§ Text:
.....

What reason is there to use a changeset for each database statement ?

(Firstly, I apologize for my bad English)
(Secondly, congratulations for this fabulous tool)

I don’t understand the reason to write a different changeset for each database statement. Why to put different ids over the same author and the same install/update/rollback activity?

In software version control like svn, I think the changes done by a developer are referred to unique id. These changes can affect to many methods, many classes and many files but while they are committed in the same activity, they always have the same ID.

In my case, I use liquibase Ant tasks to install/update/rollback a DDL software unit and I need to do all the changes (sometimes hundreds of statements) in a transaction, when I use generateChangeLog (to generate liquibase file over hibernate mappings) and diffDatabaseToChangeLog, these processes generate changeSets with theirs different id for each statement.

Problems:

  • It’s very awful and error-prone to generate sql script (updateDatabase / rollbackFutureDatabase) with lots of changes on databasechangelog table.
  • If a DBA wants to view and optimize the generated sql file, I think he is confused to observe each databasechangelog statement (with its different id) and this situation obligates DBA to know about liquibase operation.
  • The databasechangelog table is left in awful and confused state. The table is filled with tens or hundres of rows with only one activity. In my case, I only want to annotate the activity with a simple databasechangelog row (author = DDL software unit name, id = version of the software unit, filename = any).
  • LiquiBase attempts to execute each changeSet in a transaction that is committed at the end, but I want to do all the activity in a transaction, not each statement.

My solution:
To put a option in the liquibase ant tasks (generateChangeLog / diffDatabaseToChangeLog) to can choose the two options:

  • only one changeset for all the activity.

.....

Collected data
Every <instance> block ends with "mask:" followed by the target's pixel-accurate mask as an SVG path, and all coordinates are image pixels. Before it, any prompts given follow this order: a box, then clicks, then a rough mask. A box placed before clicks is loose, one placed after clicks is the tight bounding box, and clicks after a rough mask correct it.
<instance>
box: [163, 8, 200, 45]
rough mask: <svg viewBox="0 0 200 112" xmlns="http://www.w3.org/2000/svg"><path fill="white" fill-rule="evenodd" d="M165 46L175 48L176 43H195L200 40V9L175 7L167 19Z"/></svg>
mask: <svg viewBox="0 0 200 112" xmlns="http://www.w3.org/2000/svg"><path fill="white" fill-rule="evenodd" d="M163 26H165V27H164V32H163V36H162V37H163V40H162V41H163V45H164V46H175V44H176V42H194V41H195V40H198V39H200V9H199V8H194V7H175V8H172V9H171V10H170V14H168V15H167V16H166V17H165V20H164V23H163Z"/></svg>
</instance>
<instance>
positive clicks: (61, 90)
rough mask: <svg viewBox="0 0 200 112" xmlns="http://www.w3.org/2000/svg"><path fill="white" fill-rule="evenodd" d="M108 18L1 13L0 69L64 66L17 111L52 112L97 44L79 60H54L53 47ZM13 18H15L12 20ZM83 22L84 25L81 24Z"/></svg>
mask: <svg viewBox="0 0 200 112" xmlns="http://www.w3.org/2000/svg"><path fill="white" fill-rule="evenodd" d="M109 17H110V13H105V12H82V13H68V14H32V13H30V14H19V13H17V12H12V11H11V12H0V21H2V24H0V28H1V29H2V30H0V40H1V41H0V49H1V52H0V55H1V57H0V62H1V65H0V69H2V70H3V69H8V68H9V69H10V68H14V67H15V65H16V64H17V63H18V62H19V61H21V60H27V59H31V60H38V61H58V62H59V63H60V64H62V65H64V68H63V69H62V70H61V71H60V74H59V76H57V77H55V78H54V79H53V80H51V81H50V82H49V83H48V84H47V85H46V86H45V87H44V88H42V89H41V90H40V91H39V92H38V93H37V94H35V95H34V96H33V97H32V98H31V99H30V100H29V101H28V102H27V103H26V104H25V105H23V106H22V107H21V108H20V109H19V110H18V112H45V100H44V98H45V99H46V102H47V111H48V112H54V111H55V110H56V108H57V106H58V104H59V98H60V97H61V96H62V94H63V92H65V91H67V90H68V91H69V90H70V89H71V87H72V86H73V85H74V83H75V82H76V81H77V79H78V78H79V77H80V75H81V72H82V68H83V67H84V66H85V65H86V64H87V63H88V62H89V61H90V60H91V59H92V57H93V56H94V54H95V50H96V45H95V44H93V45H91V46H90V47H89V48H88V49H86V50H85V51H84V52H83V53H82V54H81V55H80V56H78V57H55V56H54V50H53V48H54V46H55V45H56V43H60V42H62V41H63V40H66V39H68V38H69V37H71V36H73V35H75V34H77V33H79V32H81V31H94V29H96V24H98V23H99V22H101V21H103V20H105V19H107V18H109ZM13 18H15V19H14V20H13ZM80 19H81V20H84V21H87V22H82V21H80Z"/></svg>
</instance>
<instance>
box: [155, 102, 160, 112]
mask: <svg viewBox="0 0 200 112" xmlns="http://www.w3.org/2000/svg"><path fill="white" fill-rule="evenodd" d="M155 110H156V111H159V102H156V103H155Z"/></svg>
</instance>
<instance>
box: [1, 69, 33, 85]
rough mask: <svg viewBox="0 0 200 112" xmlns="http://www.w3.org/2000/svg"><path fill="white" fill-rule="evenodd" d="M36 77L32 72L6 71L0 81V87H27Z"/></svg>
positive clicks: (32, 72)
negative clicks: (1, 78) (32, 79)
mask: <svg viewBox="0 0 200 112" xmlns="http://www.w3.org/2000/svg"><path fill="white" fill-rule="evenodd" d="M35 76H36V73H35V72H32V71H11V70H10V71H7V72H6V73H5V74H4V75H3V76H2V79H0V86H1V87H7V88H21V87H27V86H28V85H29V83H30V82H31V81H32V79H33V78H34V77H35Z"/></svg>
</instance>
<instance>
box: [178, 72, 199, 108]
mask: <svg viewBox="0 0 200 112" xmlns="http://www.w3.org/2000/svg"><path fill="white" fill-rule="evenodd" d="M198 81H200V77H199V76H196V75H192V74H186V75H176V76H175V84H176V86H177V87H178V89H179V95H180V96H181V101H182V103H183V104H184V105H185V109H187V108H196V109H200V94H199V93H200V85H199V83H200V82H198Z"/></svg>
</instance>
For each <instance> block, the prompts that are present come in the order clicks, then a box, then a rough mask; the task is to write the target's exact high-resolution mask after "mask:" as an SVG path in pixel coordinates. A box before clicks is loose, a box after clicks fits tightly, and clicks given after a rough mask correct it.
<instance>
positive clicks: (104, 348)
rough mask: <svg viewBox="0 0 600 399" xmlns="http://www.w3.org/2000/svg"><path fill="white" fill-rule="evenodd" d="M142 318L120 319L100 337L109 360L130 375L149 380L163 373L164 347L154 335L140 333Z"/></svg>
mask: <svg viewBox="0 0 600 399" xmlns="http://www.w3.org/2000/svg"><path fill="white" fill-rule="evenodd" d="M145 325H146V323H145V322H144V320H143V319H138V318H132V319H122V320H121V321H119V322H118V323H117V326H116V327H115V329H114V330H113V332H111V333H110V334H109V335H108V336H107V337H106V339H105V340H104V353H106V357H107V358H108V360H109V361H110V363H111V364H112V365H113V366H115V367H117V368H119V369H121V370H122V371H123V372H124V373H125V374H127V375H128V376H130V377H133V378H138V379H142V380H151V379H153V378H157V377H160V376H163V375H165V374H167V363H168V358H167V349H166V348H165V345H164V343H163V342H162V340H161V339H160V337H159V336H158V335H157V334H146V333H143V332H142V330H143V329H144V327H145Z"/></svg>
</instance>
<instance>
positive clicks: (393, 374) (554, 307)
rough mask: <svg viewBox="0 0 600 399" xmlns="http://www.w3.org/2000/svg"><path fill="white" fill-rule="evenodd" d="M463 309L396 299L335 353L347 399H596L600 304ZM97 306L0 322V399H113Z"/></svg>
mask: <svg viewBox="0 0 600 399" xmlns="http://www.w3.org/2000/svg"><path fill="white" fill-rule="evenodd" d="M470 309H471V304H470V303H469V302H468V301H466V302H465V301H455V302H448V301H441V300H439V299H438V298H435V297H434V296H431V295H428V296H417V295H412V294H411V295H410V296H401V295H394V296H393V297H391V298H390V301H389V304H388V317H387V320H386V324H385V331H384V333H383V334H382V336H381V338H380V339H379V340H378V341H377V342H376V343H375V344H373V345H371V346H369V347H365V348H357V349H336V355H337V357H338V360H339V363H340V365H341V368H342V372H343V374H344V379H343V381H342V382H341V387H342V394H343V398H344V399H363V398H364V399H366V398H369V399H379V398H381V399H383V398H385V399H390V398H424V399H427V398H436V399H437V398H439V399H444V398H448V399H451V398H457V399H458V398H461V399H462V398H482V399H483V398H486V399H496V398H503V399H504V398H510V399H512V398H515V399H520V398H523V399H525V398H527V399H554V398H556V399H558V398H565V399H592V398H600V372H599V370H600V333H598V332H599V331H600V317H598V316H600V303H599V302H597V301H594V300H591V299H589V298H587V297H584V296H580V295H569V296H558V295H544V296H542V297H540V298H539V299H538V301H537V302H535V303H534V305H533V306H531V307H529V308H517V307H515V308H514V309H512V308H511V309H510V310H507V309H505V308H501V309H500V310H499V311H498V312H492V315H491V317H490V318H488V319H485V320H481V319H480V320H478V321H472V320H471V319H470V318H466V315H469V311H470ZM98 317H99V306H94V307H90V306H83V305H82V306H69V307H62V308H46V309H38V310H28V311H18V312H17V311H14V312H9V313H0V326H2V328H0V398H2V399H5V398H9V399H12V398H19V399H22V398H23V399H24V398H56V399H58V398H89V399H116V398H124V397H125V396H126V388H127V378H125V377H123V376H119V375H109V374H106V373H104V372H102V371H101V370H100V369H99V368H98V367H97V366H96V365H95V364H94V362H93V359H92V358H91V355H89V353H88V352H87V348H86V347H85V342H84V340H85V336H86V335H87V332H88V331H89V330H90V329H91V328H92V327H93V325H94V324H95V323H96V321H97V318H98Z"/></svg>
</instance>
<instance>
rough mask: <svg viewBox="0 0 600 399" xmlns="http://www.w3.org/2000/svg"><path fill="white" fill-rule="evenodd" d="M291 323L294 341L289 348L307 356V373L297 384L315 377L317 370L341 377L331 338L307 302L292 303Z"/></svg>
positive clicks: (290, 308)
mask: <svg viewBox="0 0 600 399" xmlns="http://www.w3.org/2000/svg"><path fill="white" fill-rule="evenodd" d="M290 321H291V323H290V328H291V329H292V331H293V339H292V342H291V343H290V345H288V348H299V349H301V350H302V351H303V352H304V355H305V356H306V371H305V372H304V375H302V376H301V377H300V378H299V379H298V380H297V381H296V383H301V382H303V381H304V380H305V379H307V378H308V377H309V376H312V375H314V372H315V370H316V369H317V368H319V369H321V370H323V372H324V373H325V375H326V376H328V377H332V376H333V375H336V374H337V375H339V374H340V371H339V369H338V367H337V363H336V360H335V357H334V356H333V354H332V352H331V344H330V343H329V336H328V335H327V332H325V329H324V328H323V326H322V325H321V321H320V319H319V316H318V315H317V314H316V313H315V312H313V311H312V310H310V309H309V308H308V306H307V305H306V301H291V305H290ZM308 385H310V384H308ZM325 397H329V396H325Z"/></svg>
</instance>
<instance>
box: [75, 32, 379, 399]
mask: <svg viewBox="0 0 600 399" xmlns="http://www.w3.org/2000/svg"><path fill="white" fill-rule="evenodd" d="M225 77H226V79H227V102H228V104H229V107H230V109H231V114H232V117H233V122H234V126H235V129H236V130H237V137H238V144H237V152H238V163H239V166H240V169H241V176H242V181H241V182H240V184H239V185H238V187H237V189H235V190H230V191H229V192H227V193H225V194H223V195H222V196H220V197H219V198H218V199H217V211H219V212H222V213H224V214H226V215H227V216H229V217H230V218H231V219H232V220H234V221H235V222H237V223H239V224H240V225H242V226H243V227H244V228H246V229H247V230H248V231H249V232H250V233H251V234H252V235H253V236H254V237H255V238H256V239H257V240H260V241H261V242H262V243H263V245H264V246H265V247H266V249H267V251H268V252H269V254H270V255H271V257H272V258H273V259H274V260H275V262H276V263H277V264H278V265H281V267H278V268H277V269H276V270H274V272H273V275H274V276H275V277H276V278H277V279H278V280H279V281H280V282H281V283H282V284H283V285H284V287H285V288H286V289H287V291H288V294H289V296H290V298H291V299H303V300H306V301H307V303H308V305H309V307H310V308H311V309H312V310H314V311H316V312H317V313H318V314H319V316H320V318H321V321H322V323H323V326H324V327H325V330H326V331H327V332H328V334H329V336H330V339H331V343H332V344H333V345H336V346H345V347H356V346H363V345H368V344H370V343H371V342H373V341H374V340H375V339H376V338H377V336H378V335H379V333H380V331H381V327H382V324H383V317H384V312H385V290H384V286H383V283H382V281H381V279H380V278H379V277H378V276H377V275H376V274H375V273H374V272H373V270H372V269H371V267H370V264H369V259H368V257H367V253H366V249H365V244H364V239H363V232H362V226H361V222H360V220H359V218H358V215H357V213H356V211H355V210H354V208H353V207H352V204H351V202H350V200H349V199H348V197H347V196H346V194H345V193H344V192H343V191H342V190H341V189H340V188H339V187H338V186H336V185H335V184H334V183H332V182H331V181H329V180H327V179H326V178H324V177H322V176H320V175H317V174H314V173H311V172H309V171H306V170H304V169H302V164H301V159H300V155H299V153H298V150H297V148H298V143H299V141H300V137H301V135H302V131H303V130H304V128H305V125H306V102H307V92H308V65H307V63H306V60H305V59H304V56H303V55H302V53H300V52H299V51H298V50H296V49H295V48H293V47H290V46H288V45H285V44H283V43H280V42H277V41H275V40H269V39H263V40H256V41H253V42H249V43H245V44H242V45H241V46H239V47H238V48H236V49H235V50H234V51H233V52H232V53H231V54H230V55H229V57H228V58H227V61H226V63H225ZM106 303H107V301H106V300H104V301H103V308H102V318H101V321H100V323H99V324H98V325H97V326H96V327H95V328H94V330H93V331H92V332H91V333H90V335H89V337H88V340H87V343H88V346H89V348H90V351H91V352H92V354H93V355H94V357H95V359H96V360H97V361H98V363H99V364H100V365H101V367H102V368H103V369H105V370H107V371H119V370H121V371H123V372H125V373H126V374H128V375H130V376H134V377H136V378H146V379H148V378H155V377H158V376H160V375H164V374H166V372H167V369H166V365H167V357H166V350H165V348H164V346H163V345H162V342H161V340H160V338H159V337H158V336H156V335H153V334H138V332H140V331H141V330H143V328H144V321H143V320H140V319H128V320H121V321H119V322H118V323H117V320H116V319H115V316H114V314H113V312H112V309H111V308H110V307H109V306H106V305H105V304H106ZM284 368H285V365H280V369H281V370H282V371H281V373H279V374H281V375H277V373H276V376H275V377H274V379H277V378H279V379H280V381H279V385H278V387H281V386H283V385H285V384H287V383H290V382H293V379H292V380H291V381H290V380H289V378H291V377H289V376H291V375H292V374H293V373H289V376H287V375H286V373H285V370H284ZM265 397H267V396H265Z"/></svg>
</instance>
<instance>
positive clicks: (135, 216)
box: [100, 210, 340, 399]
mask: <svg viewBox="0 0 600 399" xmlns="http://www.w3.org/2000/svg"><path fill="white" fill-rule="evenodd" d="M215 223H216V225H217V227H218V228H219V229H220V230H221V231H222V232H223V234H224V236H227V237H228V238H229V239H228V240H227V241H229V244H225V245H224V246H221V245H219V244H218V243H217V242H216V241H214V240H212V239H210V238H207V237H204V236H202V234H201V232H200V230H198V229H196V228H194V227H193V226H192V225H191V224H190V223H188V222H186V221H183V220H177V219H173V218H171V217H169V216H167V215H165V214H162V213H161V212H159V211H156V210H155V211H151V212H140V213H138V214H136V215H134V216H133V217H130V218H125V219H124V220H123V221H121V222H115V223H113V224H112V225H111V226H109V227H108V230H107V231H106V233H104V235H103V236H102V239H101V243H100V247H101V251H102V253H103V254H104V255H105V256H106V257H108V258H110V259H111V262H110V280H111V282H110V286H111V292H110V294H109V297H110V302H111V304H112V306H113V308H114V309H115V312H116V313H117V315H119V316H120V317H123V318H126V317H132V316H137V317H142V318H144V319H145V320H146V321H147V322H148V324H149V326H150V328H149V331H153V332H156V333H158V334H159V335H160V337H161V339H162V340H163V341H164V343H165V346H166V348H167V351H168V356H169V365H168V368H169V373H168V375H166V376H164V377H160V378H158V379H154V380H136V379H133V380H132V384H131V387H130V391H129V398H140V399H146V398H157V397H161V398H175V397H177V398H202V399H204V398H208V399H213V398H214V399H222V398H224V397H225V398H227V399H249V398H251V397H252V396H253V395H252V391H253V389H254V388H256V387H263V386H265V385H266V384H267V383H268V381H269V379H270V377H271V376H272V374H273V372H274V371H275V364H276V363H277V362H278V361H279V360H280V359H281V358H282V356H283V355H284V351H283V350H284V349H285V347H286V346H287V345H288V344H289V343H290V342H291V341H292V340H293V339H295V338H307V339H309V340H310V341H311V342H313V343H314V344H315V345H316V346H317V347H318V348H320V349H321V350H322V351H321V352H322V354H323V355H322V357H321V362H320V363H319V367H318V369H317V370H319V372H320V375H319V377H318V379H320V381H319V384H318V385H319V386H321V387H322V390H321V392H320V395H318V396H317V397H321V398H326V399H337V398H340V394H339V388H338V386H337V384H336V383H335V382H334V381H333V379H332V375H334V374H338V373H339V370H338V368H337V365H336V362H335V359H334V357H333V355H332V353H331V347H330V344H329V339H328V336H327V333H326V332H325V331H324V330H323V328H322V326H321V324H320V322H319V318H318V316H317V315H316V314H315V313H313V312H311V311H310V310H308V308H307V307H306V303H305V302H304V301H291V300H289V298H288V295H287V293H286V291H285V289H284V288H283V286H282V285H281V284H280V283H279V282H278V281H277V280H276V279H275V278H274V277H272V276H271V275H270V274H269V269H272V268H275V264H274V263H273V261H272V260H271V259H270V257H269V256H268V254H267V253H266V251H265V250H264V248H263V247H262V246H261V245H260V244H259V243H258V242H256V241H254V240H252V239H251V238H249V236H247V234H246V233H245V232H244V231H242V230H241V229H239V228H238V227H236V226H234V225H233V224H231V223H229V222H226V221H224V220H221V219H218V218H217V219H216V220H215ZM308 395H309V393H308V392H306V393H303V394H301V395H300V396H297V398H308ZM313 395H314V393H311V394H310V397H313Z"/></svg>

.....

§ Exercise prompt: Rewrite the Liquibase changeset question from the words "What reason is" through "same install/update/rollback activity?", putting "SQL statement" wherever "database statement" appears.

§ The completed task:
What reason is there to use a changeset for each SQL statement ?

(Firstly, I apologize for my bad English)
(Secondly, congratulations for this fabulous tool)

I don’t understand the reason to write a different changeset for each SQL statement. Why to put different ids over the same author and the same install/update/rollback activity?